** begin Information given **
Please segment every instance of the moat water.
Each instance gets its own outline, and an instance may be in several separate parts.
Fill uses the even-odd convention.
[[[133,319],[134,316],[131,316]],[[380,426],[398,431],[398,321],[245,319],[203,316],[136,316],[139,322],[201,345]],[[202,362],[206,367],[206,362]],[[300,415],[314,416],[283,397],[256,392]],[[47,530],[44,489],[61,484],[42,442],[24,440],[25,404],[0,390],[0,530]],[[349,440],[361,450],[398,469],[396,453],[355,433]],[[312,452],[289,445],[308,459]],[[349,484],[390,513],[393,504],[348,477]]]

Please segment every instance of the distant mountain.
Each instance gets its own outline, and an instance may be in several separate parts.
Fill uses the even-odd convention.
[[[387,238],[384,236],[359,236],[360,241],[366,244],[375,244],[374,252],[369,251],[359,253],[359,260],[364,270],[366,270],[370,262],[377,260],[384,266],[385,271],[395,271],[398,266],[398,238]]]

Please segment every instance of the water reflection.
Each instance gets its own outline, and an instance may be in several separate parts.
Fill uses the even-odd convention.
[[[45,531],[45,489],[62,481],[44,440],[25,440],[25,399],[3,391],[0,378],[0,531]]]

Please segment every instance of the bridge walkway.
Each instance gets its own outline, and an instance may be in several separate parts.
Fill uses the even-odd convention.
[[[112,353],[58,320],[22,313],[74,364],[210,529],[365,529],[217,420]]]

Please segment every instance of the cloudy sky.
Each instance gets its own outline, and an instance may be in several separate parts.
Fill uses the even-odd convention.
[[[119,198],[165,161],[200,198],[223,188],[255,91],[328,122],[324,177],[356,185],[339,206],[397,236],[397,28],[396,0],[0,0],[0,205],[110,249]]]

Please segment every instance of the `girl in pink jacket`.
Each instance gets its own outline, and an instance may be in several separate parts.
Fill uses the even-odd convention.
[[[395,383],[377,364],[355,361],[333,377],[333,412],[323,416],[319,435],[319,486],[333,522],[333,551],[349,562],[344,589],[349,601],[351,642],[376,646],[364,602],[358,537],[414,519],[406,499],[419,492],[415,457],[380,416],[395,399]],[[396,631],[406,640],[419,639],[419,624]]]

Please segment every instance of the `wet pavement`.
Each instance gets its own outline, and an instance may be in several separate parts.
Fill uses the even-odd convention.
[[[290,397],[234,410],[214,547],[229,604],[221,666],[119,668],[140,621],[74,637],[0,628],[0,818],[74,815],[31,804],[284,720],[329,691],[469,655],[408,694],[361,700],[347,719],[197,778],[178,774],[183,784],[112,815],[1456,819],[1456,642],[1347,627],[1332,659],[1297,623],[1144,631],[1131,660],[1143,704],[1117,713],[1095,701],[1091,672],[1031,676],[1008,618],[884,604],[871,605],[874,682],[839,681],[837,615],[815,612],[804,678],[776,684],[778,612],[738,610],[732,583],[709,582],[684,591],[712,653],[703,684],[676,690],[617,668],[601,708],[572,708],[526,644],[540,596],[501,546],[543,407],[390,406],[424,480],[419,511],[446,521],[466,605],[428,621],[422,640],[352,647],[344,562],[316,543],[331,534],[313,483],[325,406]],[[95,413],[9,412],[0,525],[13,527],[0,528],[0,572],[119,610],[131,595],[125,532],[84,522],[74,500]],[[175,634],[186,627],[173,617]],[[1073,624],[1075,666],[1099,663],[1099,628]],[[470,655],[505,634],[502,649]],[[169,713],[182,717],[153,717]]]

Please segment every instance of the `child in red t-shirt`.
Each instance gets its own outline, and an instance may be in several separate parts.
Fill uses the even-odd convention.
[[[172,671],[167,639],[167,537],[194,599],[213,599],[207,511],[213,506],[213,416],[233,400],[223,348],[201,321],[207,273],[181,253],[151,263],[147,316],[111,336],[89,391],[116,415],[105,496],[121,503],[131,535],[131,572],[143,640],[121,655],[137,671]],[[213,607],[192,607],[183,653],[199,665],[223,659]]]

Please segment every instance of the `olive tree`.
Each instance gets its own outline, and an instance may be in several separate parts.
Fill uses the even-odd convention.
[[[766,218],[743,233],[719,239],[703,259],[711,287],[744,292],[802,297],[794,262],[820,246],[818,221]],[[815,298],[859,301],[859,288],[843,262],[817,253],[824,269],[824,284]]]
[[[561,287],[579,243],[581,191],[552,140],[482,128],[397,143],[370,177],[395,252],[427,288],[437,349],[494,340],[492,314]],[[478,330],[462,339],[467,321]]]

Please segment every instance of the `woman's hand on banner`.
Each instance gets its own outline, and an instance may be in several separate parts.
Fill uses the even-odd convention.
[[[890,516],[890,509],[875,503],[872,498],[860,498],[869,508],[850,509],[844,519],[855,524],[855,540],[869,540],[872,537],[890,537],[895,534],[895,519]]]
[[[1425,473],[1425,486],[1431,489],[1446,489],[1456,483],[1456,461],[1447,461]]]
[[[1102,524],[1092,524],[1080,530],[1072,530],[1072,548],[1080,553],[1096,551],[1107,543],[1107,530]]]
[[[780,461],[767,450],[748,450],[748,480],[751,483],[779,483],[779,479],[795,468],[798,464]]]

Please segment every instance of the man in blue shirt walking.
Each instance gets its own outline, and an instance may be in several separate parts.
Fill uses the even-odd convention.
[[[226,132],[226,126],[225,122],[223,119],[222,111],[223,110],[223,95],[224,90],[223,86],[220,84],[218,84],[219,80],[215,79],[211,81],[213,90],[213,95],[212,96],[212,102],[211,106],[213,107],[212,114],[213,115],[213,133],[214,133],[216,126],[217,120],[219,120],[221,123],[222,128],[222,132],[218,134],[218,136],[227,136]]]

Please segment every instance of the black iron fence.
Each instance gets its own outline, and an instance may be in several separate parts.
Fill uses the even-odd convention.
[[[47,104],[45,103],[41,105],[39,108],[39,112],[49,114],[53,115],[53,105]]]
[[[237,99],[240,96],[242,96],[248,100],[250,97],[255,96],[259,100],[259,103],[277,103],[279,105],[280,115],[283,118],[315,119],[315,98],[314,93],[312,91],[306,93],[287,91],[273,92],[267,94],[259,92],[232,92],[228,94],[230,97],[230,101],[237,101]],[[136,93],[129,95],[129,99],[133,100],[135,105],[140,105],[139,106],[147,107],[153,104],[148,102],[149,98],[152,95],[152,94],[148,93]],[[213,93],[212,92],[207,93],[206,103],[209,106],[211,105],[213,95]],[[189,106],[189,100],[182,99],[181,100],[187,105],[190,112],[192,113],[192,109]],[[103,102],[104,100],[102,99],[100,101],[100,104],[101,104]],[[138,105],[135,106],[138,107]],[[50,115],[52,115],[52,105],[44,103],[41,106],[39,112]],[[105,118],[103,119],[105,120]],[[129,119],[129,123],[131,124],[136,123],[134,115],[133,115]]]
** end Information given **
What the task asks:
All of the data above should be transcribed exactly.

Result of the task:
Please segment every instance of the moat water.
Each instance gets its own outline, and an instance may be in several separate parts.
Fill uses the even-odd convention.
[[[133,319],[134,316],[131,316]],[[380,426],[398,431],[398,321],[245,319],[203,316],[136,316],[139,322],[201,345]],[[202,362],[206,367],[206,362]],[[300,415],[314,416],[283,397],[256,392]],[[47,530],[44,489],[61,484],[42,442],[24,440],[25,404],[0,390],[0,530]],[[349,440],[361,450],[398,469],[396,453],[355,433]],[[312,452],[289,445],[308,459]],[[349,484],[390,513],[393,504],[348,477]]]

Please segment every instance of the distant mountain.
Each instance gets its own outline, and an instance may be in several separate parts.
Fill uses the even-odd convention.
[[[387,238],[384,236],[359,236],[360,241],[366,244],[375,244],[374,252],[369,251],[359,253],[359,260],[364,270],[366,270],[370,262],[377,260],[384,266],[385,271],[395,271],[398,266],[398,238]]]

Please segment every instance of the water reflection.
Each instance gets its own outline, and an instance may be in several separate parts.
Fill uses the even-odd convention.
[[[45,531],[45,489],[62,481],[44,440],[25,440],[25,399],[3,391],[0,378],[0,531]]]

Please segment every instance of the bridge walkway.
Each instance gets its own outline, and an instance may be in several separate parts.
Fill uses the even-odd convention.
[[[112,353],[58,320],[22,313],[74,364],[210,529],[365,529],[217,420]]]

Please segment every instance of the cloudy sky.
Each instance gets its own outline, and an instance may be in several separate parts.
Fill uses the even-odd convention.
[[[119,198],[165,161],[200,198],[223,188],[255,91],[328,122],[324,177],[356,185],[339,206],[397,236],[397,28],[396,0],[0,0],[0,205],[110,249]]]

Please segment every instance of the `girl in pink jacket`.
Each instance gets its own outline, and an instance may be in several separate parts.
Fill uses the even-odd convention.
[[[395,383],[377,364],[355,361],[333,377],[333,412],[323,416],[319,435],[319,486],[333,522],[333,551],[349,562],[344,589],[349,601],[351,642],[376,646],[364,602],[358,537],[414,519],[406,499],[419,492],[415,457],[380,416],[395,399]],[[396,631],[406,640],[419,639],[419,624]]]

Please segment every instance of the `wet pavement`.
Each instance gets its own outline, and an instance may be in several separate parts.
Fill uses the even-odd convention.
[[[290,397],[234,410],[214,547],[229,604],[221,666],[119,668],[140,621],[74,637],[0,628],[0,818],[74,815],[31,804],[284,720],[329,691],[469,655],[408,694],[361,700],[347,719],[197,778],[178,774],[183,784],[112,815],[1456,819],[1456,642],[1347,627],[1332,659],[1297,623],[1144,631],[1131,660],[1143,704],[1117,713],[1095,701],[1091,672],[1031,676],[1008,618],[884,604],[871,605],[874,682],[839,681],[837,615],[815,612],[804,678],[776,684],[778,612],[738,610],[732,583],[709,582],[684,591],[712,653],[703,684],[676,690],[617,668],[601,708],[572,708],[526,644],[540,596],[501,546],[543,407],[390,406],[424,480],[419,511],[446,521],[466,605],[428,621],[422,640],[352,647],[344,562],[316,543],[331,534],[313,483],[325,406]],[[95,413],[9,412],[0,525],[13,527],[0,528],[0,572],[119,610],[131,595],[125,532],[84,522],[74,500]],[[175,634],[186,627],[173,617]],[[1073,624],[1075,666],[1099,663],[1099,628]],[[470,655],[505,634],[502,649]],[[169,713],[182,717],[153,717]]]

Please segment every instance of the `child in red t-shirt`.
Each instance gets its own outline, and an instance may be in several separate parts.
Fill uses the even-odd convention.
[[[172,671],[167,639],[167,537],[194,599],[213,599],[207,511],[213,506],[213,416],[233,400],[223,348],[201,321],[207,273],[181,253],[151,263],[147,316],[111,336],[89,391],[116,415],[105,496],[121,503],[131,535],[131,572],[143,640],[121,655],[137,671]],[[213,607],[192,607],[183,653],[199,665],[223,659]]]

Please segment every instance of the `olive tree`.
Each instance gets its own outline, and an instance may be in several separate parts.
Fill uses the even-odd convention.
[[[766,218],[743,233],[719,239],[703,259],[711,287],[744,292],[802,297],[794,262],[820,246],[818,221]],[[815,298],[859,301],[859,288],[843,262],[817,253],[824,269],[824,284]]]
[[[561,287],[579,243],[581,191],[552,140],[482,128],[397,143],[370,177],[395,252],[427,288],[437,349],[494,340],[492,314]],[[478,330],[462,339],[467,321]]]

Please segment every instance of the `woman's hand on banner`.
Each instance gets its own outline, and an instance may be in several separate parts.
Fill uses the even-odd convention.
[[[890,516],[890,509],[875,503],[872,498],[860,498],[869,508],[850,509],[844,519],[855,524],[855,540],[869,540],[872,537],[890,537],[895,534],[895,519]]]
[[[1425,473],[1425,486],[1431,489],[1446,489],[1456,483],[1456,461],[1447,461]]]
[[[1102,524],[1092,524],[1080,530],[1072,530],[1072,548],[1080,553],[1096,551],[1107,543],[1107,530]]]
[[[780,461],[767,450],[748,450],[748,480],[751,483],[779,483],[779,479],[795,468],[798,464]]]

Please segment every instance of the man in blue shirt walking.
Each instance gets its own outline, and an instance may be in several separate parts.
Fill uses the even-odd convention.
[[[226,132],[226,126],[225,122],[223,119],[222,111],[223,110],[223,95],[224,90],[223,86],[220,84],[218,84],[219,80],[215,79],[211,81],[213,90],[213,95],[212,96],[212,102],[211,106],[213,107],[212,114],[213,115],[213,133],[214,133],[216,126],[217,120],[219,120],[221,123],[222,128],[222,132],[218,134],[218,136],[227,136]]]

Please segment every instance of the black iron fence.
Each instance gets its own outline, and an instance may be in several separate parts.
Fill uses the even-odd convention.
[[[47,104],[45,103],[41,105],[39,108],[39,112],[49,114],[53,115],[53,105]]]
[[[237,99],[240,96],[242,96],[248,100],[250,97],[255,96],[259,100],[259,103],[277,103],[279,105],[280,115],[283,118],[315,119],[315,98],[314,93],[312,91],[306,93],[287,91],[273,92],[267,94],[259,92],[232,92],[228,94],[230,97],[230,101],[237,101]],[[136,93],[129,95],[129,99],[133,100],[135,105],[140,105],[139,106],[147,107],[153,104],[148,102],[149,98],[152,95],[152,94],[148,93]],[[213,93],[212,92],[207,93],[206,103],[209,106],[211,105],[213,95]],[[189,106],[189,100],[182,99],[181,100],[187,105],[190,112],[192,113],[192,109]],[[103,102],[104,100],[102,99],[100,101],[100,104],[101,104]],[[138,105],[135,106],[138,107]],[[50,115],[52,115],[52,105],[44,103],[41,106],[39,112]],[[105,118],[103,119],[105,120]],[[129,119],[129,123],[131,124],[136,123],[134,115],[133,115]]]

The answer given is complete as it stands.